Assigned task 1:
In the commentary on US borrowing and the Federal Reserve, by what percentage has consumer purchasing power declined since the Fed's inception?
Assigned task 2:
Continue the commentary on US borrowing and the Federal Reserve, picking up after its final sentence.

Supplied text:
------------------------------

Yes, the US is borrowing like the proverbial drunken sailor while they “invest” in green energy, wars in Ukraine and the Middle East, and massive social welfare programs (like the old breads and circuses from the dying Roman Empire). When watching the media’s obsession with Taylor Swift and Chief’s Tight End Travis Kelce at The Super Bowl, it reminded me of “Breads and Circuses” as our nation is collapsing like a dying star. (That is why I Iike Gold, Silver and Bitcoin!)
What about The Federal Reserve? It was created in 1913 after signed into existence by President Woodrow Wilson. Since The Fed’s inception, consumer purchasing power has declined by 97%.
And under Biden, inflation has been so bad that consumer purchasing power is down 16%.
In summary, The Federal Reserve has been printing like crazy (I would say Batshit Crazy, but I actually think bats are adorable). And Treasury (under former Fed Chair Janet Yellen) has been borrowing like crazy too. While politicians claim the economy is in great shape, it is really because The Fed is printing wildly, Yellen is borrowing wildly, and much of US GDP is not due to the private sector, but Federal government spending … to the donor class. This is NOT a sustainable and will eventually crash into a ravine.
I remember the joke made by Jay Leno about Obama. Go to a McDonalds and order whatever you want and give the bill to the person behind you. Unfortunately, that is the Democrat playbook under Obama/Biden (hereafter termed “O’Biden”). For example, Biden is bragging about forgiving student loan debt relief in the amount of $1.2 Billion in student debt for roughly 153,000 borrowers. And bragging that he is ignoring the US Supreme Court like a banana republic dictator. Like the Jay Leno “joke,” SOMEONE has to pay for this election year vote pandering. But that is the beauty/tragedy of BIG government. It is so big and the numbers so monstrous that many kind of shrug and go “eh.” But someone pays and its the middle class in the form of taxes and inflation.

------------------------------

Data shown:
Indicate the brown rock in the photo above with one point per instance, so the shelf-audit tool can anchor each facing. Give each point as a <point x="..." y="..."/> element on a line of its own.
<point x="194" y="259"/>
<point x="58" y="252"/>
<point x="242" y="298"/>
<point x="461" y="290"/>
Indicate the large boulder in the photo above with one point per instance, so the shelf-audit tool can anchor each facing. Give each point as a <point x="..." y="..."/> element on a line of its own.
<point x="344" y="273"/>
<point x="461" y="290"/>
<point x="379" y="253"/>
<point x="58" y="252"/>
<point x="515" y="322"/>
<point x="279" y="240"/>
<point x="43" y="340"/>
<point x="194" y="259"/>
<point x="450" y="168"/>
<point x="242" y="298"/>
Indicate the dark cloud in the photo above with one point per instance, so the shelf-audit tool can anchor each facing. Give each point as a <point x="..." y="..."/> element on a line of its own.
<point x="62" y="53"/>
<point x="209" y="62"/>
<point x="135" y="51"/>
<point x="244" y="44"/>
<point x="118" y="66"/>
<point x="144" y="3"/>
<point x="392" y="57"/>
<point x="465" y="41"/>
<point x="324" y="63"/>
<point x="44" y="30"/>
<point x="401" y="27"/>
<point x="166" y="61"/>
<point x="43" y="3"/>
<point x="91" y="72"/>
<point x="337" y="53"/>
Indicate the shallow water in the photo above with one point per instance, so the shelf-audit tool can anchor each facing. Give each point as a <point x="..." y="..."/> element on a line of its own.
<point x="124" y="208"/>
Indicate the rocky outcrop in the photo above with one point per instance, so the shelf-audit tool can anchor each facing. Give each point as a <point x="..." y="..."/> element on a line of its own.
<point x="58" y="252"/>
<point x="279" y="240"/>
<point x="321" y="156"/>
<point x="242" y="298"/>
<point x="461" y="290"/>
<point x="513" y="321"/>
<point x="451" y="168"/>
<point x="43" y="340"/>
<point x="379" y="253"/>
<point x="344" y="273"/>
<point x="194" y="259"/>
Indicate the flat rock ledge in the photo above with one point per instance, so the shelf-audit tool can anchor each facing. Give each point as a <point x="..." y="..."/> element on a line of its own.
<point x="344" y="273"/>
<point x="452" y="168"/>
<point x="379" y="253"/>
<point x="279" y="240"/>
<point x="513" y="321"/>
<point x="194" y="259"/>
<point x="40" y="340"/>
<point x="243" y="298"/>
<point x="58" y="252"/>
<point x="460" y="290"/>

------------------------------

Your response 1:
97%

Your response 2:
Who is going to pay for the 10 million illegal immigrants that have crossed the southern border under Biden? While Paul Krugman points to a higher GDP from immigration (illegals still buy goods and services), but mostly are a deadweight drag on social services such as welfare, Medicare, schools, healthcare system, etc.). And of course migrant crime is going off the charts. Who pays for Biden’s border fiasco? The middle class and low wage workers, of course. Elites benefit from uncontrolled immigration, generally live in compounds with private security that the rest of us can’t afford. Remember President Carter and the Cuban Mariel boat lift where Fidel Castro emptied his prisons and sent them to Florida creating absolute mayhem and a huge spike in crime? Biden and Cuba Pete Mayorkas turning up the heat on immigration and its accompanied crime wave.
O’Biden loves to spend other people’s money. Aka, OUR money. Case in point. According to the CBO, net interest on the exploding Federal debt under O’Biden now exceeds our defense spending and that gap is expected to explode. To be sure, the US is funding billions in the middle east, handing over billions to Zelensky and Ukrainian oligarchs, and we have China. What a mess!
So, when will “Billions Biden” stop spending other people’s money? Well, only a barely-held Republican House can stop Biden. Meanwhile I will focus on soaring food prices and eat cheap cabbage rolls and drink coffee. Until Biden kills off those pleasures.
But don’t worry! We might get Gavin Newsom, the ultimate used car salesman, to replace Biden against Trump. But Biden’s ego is so massive (why I have no idea) that he won’t go down without a fight. And what about Cacklin’ Kamala?